» Work to complete
In all of the records below, replace "tag it with a single pin" with "mark it with one point" and keep everything else the same. Leave the pictures out of your answer.

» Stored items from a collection
::::
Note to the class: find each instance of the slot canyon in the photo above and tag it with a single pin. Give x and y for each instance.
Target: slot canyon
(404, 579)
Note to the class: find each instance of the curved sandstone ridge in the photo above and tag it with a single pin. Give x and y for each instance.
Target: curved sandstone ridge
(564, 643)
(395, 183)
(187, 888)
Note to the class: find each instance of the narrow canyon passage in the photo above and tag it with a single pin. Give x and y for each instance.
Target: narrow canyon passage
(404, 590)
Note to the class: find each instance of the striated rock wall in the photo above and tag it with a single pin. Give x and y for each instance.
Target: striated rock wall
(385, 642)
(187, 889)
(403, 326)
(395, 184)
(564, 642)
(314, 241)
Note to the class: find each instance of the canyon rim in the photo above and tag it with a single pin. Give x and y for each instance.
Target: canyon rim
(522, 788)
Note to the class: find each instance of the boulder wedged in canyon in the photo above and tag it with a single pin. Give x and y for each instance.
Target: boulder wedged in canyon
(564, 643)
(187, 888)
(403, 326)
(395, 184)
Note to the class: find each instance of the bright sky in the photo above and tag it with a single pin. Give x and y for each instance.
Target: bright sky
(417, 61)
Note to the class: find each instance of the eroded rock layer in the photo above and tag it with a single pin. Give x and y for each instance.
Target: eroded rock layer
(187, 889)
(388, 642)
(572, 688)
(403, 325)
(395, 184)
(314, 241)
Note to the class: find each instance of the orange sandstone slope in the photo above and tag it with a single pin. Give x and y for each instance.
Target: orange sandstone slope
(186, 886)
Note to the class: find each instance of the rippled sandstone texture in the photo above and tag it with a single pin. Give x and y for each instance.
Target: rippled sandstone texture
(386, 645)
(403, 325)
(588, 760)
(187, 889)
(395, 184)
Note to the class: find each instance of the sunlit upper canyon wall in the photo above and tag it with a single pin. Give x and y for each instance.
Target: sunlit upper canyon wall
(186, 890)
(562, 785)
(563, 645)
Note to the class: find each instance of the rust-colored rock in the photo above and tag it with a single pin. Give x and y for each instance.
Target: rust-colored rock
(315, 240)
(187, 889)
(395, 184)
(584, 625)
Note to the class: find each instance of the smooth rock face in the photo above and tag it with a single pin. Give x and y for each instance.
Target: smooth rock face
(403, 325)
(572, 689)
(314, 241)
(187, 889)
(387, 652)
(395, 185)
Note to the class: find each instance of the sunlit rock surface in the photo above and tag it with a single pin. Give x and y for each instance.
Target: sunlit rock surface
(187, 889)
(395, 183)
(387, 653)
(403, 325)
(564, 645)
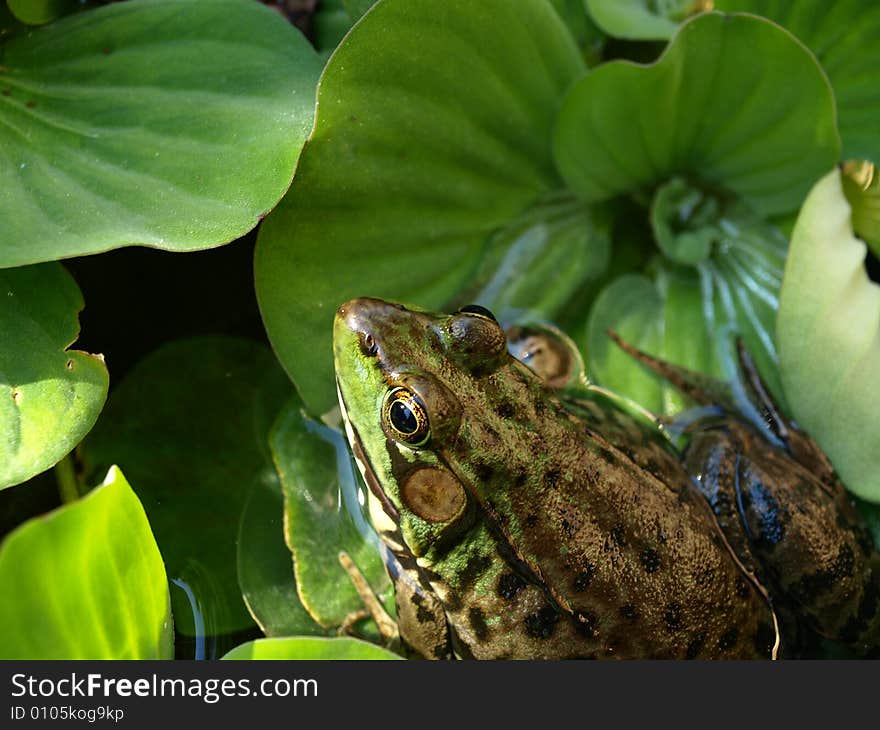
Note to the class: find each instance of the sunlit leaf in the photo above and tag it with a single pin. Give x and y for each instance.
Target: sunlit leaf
(189, 424)
(86, 582)
(309, 647)
(829, 338)
(432, 131)
(169, 124)
(710, 108)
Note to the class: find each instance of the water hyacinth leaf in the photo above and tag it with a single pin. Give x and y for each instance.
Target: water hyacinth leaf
(709, 107)
(542, 258)
(189, 424)
(828, 330)
(690, 315)
(49, 396)
(169, 124)
(843, 35)
(86, 582)
(323, 503)
(409, 169)
(638, 19)
(265, 568)
(309, 647)
(37, 12)
(861, 185)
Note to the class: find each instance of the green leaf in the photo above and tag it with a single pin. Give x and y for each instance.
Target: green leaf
(265, 566)
(189, 424)
(687, 315)
(37, 12)
(638, 19)
(710, 108)
(309, 647)
(539, 261)
(169, 124)
(828, 330)
(432, 131)
(861, 185)
(49, 396)
(843, 34)
(86, 582)
(323, 516)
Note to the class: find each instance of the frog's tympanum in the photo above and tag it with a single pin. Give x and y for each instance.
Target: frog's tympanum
(529, 524)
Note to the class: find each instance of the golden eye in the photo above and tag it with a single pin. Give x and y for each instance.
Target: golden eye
(406, 417)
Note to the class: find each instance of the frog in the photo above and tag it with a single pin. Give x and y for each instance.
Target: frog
(522, 527)
(780, 503)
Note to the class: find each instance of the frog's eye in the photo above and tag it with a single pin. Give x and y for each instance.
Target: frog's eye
(478, 311)
(405, 417)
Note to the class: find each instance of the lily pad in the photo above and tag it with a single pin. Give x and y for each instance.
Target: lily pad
::::
» Output below
Note to the class: find each instance of the slot canyon in the photo above and mark it with one point. Give x and y for each instance.
Target: slot canyon
(404, 579)
Note to the class: find each instance of the curved sandstone ridge in the photo above and mark it with one point. Give x and y for each instance.
Target: curved sandstone ridge
(564, 643)
(395, 183)
(187, 888)
Note to the class: find each instance of the narrow canyon passage in the photo above and mark it with one point. Give x and y for each instance.
Target: narrow canyon passage
(404, 590)
Note to the class: find each instance of the striated rock wall in the photo above and mark it with one point. Give x and y for each instance.
Target: striated rock wall
(385, 642)
(187, 889)
(403, 326)
(395, 184)
(564, 642)
(314, 241)
Note to the class: find each instance of the canyon rim in the photo above and mark it with one point. Give x and y for each instance.
Target: canyon rim
(522, 788)
Note to the class: find each instance of the boulder wedged in canyon in the photo above and mark it with one point. Give x and y for each instance.
Target: boulder wedged in canyon
(564, 643)
(187, 888)
(403, 326)
(395, 184)
Note to the class: find each instance of the bright sky in the photo above and mark it with one point. Give x and y for each instance.
Target: bright sky
(417, 61)
Note to the class: find each instance of the eroded rock layer in the photo above and mark it with one point. Give x and y for each instance.
Target: eroded rock layer
(187, 889)
(388, 642)
(572, 688)
(403, 325)
(395, 184)
(314, 241)
Note to the class: find each instance of the orange sandstone slope in the photo above and mark it with one point. Give x and y for each instance.
Target: orange sandstone slope
(186, 886)
Note to the class: find each instance of the rippled sandstone texture in the photo above and mark it with one point. Give x and y for each instance.
Target: rippled sandstone texture
(386, 645)
(403, 325)
(588, 760)
(187, 889)
(395, 184)
Note to the class: find each instance of the sunlit upper canyon wall in the photo above and mark it with one point. Give x and y for each instance.
Target: sunlit upper canyon wall
(186, 890)
(562, 785)
(563, 645)
Note to the class: find each instance of the rust-colored rock in the photo above and mark it with one point. Give x and y for each instance.
Target: rust-colored rock
(315, 240)
(187, 889)
(395, 184)
(584, 625)
Note to the class: find each instance of the smooth rock face in the photo above and mark it with one point. Give x and y for each instance.
Target: smooth rock face
(403, 325)
(572, 689)
(314, 241)
(187, 889)
(387, 652)
(395, 185)
Note to the class: find each instance of the sunlit rock surface in the photo above and mark it with one point. Give x and y for each instance.
Target: sunlit rock surface
(187, 889)
(395, 183)
(387, 653)
(403, 325)
(564, 645)
Note to the class: find each instance of the sunlit leaf in the photo above and mark it with one point. Give x and y for each instance.
Target: sunlit leaf
(189, 424)
(86, 582)
(309, 647)
(829, 338)
(432, 131)
(169, 124)
(710, 108)
Note to the class: find each instance of the water hyacinth leaf in the photo above and mark it with one point. Give x and y for each instance.
Target: water hyacinth leaf
(709, 107)
(542, 258)
(189, 424)
(828, 330)
(690, 315)
(49, 396)
(169, 124)
(843, 35)
(86, 582)
(323, 503)
(409, 169)
(638, 19)
(265, 568)
(309, 647)
(37, 12)
(861, 185)
Note to the class: find each instance of the green leaf in the photo above and mark it with one point. Give x and y for each instance.
Target: green leaf
(265, 566)
(189, 424)
(687, 315)
(37, 12)
(638, 19)
(710, 108)
(309, 647)
(539, 261)
(169, 124)
(828, 330)
(432, 131)
(861, 185)
(49, 396)
(843, 34)
(86, 582)
(323, 516)
Note to the class: find each instance of the frog's tympanum in the photo above and mark it with one point. Give x and y for each instance.
Target: frog's tympanum
(529, 524)
Note to the class: find each instance of the golden eye in the photo above and mark it with one point. Give x and y for each instance.
Target: golden eye
(406, 417)
Note to the class: find each instance of the frog in the photo above and mark it with one point. Give x and y for each instance.
Target: frog
(522, 527)
(780, 503)
Note to the class: find each instance of the frog's eye in the photo above and mark it with one point. Give x and y for each instance.
Target: frog's eye
(478, 311)
(405, 417)
Note to the class: find each instance of the lily pad in the photo above and mark it with one point. Give x and y for each instance.
Target: lily pad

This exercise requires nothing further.